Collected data
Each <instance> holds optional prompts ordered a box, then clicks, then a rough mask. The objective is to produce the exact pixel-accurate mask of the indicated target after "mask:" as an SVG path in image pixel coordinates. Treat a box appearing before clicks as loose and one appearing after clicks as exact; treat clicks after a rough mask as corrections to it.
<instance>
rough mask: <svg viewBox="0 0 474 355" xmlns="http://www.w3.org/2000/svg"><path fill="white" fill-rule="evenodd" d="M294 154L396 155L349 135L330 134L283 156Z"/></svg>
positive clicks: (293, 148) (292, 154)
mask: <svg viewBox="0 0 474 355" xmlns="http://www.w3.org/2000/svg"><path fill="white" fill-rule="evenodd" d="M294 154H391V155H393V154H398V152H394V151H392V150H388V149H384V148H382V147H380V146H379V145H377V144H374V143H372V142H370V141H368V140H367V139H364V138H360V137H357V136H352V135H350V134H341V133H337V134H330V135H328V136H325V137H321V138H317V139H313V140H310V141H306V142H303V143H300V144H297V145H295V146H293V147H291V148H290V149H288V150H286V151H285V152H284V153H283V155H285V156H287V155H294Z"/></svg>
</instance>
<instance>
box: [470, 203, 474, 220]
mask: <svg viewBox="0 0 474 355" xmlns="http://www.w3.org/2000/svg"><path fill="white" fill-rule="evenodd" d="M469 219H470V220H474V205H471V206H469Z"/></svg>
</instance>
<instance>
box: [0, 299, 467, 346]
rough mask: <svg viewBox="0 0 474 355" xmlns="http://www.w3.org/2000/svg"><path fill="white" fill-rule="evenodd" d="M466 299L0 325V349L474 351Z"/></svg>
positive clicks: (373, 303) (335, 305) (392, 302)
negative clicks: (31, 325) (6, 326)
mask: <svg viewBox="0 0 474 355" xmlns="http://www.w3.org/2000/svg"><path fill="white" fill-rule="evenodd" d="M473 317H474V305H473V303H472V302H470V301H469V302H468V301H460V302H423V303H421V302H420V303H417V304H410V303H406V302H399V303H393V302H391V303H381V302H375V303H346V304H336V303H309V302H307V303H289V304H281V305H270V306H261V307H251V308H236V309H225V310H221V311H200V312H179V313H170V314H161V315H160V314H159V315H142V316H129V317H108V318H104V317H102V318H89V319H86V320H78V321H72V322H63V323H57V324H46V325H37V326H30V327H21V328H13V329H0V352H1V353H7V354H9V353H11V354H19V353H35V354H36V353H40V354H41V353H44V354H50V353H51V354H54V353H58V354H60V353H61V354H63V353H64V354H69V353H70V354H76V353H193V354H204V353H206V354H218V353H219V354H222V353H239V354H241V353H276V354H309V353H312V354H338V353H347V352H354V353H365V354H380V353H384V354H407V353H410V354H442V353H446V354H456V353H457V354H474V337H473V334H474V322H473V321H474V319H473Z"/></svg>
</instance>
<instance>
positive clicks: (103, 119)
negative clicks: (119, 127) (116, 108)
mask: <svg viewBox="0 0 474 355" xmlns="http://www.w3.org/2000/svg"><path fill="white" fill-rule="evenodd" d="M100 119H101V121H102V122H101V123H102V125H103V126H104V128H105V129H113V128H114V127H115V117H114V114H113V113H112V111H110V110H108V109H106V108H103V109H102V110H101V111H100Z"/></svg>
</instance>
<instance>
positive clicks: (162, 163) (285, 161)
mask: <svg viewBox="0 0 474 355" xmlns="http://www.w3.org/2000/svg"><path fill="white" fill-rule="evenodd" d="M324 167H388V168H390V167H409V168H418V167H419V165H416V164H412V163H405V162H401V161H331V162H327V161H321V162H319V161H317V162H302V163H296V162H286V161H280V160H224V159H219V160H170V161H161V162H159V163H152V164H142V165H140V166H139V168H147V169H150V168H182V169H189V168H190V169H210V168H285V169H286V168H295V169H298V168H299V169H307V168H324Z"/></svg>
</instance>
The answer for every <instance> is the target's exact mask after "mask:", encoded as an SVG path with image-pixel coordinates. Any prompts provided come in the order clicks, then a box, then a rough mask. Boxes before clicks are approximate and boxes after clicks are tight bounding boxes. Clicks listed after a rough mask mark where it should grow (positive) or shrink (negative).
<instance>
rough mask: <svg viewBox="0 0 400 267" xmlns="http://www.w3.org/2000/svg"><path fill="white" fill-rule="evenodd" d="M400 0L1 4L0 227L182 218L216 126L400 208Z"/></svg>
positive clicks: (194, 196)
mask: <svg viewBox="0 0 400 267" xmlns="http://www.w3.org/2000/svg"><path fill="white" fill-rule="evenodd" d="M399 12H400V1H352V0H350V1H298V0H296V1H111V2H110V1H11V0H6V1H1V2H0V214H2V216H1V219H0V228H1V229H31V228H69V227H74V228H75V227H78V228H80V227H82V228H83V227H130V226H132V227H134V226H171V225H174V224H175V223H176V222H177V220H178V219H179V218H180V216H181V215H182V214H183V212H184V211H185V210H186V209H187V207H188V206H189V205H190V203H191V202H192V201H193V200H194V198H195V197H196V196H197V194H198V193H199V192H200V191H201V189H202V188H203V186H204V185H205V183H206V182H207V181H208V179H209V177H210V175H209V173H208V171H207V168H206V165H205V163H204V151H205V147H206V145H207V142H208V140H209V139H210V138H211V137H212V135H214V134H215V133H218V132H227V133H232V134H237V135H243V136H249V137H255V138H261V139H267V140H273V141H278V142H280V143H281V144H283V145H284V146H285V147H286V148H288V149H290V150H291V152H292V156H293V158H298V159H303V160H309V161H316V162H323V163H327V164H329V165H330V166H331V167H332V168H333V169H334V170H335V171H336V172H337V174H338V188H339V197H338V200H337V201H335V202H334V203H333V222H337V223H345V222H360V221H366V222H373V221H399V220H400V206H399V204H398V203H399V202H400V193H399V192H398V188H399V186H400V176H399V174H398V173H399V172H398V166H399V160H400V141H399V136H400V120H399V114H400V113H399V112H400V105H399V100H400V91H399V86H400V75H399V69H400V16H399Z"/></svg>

Task description:
Retype each record above so that every word stays exactly the same.

Exercise solution:
Each <instance> holds optional prompts ordered a box, then clicks, then a rough mask. The objective is to produce the exact pixel-accurate mask of the indicated target after "mask:" as an SVG path in image pixel coordinates. Treat a box appearing before clicks as loose and one appearing after clicks as exact; treat clicks after a rough mask as corrections to it.
<instance>
rough mask: <svg viewBox="0 0 474 355" xmlns="http://www.w3.org/2000/svg"><path fill="white" fill-rule="evenodd" d="M294 154L396 155L349 135L330 134L283 156Z"/></svg>
positive clicks: (293, 148) (292, 154)
mask: <svg viewBox="0 0 474 355" xmlns="http://www.w3.org/2000/svg"><path fill="white" fill-rule="evenodd" d="M294 154H391V155H393V154H398V152H394V151H392V150H388V149H384V148H382V147H380V146H379V145H377V144H374V143H372V142H370V141H368V140H367V139H364V138H360V137H357V136H352V135H350V134H341V133H337V134H330V135H328V136H325V137H321V138H317V139H313V140H310V141H306V142H303V143H300V144H297V145H295V146H293V147H291V148H290V149H288V150H286V151H285V152H284V153H283V155H285V156H287V155H294Z"/></svg>
</instance>
<instance>
box: [470, 203, 474, 220]
mask: <svg viewBox="0 0 474 355" xmlns="http://www.w3.org/2000/svg"><path fill="white" fill-rule="evenodd" d="M469 219H470V220H474V205H471V206H469Z"/></svg>
</instance>
<instance>
box: [0, 299, 467, 346]
rough mask: <svg viewBox="0 0 474 355" xmlns="http://www.w3.org/2000/svg"><path fill="white" fill-rule="evenodd" d="M466 299L0 325V349L474 351Z"/></svg>
positive clicks: (373, 303) (335, 305) (392, 302)
negative clicks: (31, 325) (6, 326)
mask: <svg viewBox="0 0 474 355" xmlns="http://www.w3.org/2000/svg"><path fill="white" fill-rule="evenodd" d="M473 317H474V305H473V303H472V302H470V301H469V302H468V301H460V302H423V303H421V302H420V303H417V304H410V303H406V302H399V303H393V302H391V303H381V302H375V303H346V304H336V303H309V302H307V303H289V304H281V305H270V306H261V307H251V308H236V309H225V310H221V311H200V312H179V313H170V314H161V315H160V314H159V315H142V316H129V317H108V318H104V317H102V318H89V319H86V320H78V321H72V322H63V323H57V324H46V325H37V326H30V327H21V328H13V329H0V352H1V353H7V354H9V353H11V354H19V353H35V354H36V353H40V354H41V353H44V354H50V353H51V354H54V353H58V354H60V353H61V354H63V353H64V354H69V353H70V354H76V353H193V354H204V353H206V354H218V353H219V354H222V353H239V354H241V353H276V354H309V353H312V354H338V353H347V352H354V353H365V354H380V353H384V354H407V353H410V354H442V353H446V354H456V353H457V354H474V337H473V334H474V322H473V321H474V319H473Z"/></svg>
</instance>
<instance>
positive clicks: (103, 119)
negative clicks: (119, 127) (116, 108)
mask: <svg viewBox="0 0 474 355" xmlns="http://www.w3.org/2000/svg"><path fill="white" fill-rule="evenodd" d="M100 119H101V121H102V122H101V123H102V125H103V126H104V128H105V129H113V128H114V127H115V117H114V114H113V113H112V111H110V110H108V109H106V108H103V109H102V110H101V111H100Z"/></svg>
</instance>
<instance>
positive clicks: (162, 163) (285, 161)
mask: <svg viewBox="0 0 474 355" xmlns="http://www.w3.org/2000/svg"><path fill="white" fill-rule="evenodd" d="M324 167H388V168H390V167H409V168H418V167H419V165H416V164H412V163H405V162H401V161H331V162H327V161H321V162H319V161H317V162H302V163H296V162H286V161H280V160H224V159H219V160H170V161H161V162H159V163H152V164H142V165H140V166H139V168H147V169H150V168H182V169H189V168H190V169H210V168H285V169H286V168H295V169H298V168H299V169H307V168H324Z"/></svg>
</instance>
The answer for every <instance> is the target's exact mask after "mask:", encoded as an SVG path with image-pixel coordinates. Any prompts provided come in the order clicks, then a box, then a rough mask. Boxes before clicks are approximate and boxes after clicks are tight bounding boxes. Clicks listed after a rough mask mark where it should grow (positive) or shrink (negative).
<instance>
rough mask: <svg viewBox="0 0 400 267" xmlns="http://www.w3.org/2000/svg"><path fill="white" fill-rule="evenodd" d="M400 0L1 4L0 227L182 218L216 126L400 208Z"/></svg>
positive clicks: (194, 196)
mask: <svg viewBox="0 0 400 267" xmlns="http://www.w3.org/2000/svg"><path fill="white" fill-rule="evenodd" d="M399 12H400V1H352V0H350V1H298V0H296V1H111V2H110V1H11V0H6V1H1V2H0V214H2V216H1V219H0V228H1V229H31V228H69V227H74V228H75V227H78V228H80V227H82V228H83V227H130V226H132V227H134V226H171V225H174V224H175V223H176V222H177V220H178V219H179V218H180V216H181V215H182V214H183V212H184V211H185V210H186V209H187V207H188V206H189V205H190V203H191V202H192V201H193V200H194V198H195V197H196V196H197V194H198V193H199V192H200V191H201V189H202V188H203V186H204V185H205V183H206V182H207V181H208V179H209V177H210V175H209V173H208V171H207V168H206V165H205V163H204V151H205V147H206V145H207V142H208V140H209V139H210V138H211V137H212V135H214V134H215V133H218V132H227V133H232V134H237V135H243V136H249V137H255V138H261V139H267V140H273V141H278V142H280V143H281V144H283V145H284V146H285V147H286V148H288V149H290V150H291V152H292V156H293V158H298V159H303V160H309V161H316V162H323V163H327V164H329V165H330V166H331V167H332V168H333V169H334V170H335V171H336V172H337V174H338V188H339V197H338V200H337V201H335V202H334V203H333V222H337V223H345V222H360V221H366V222H373V221H399V220H400V206H399V204H398V203H399V202H400V193H399V192H398V188H399V186H400V176H399V174H398V173H399V172H398V166H399V160H400V141H399V136H400V120H399V114H400V113H399V112H400V105H399V100H400V91H399V86H400V75H399V69H400V16H399Z"/></svg>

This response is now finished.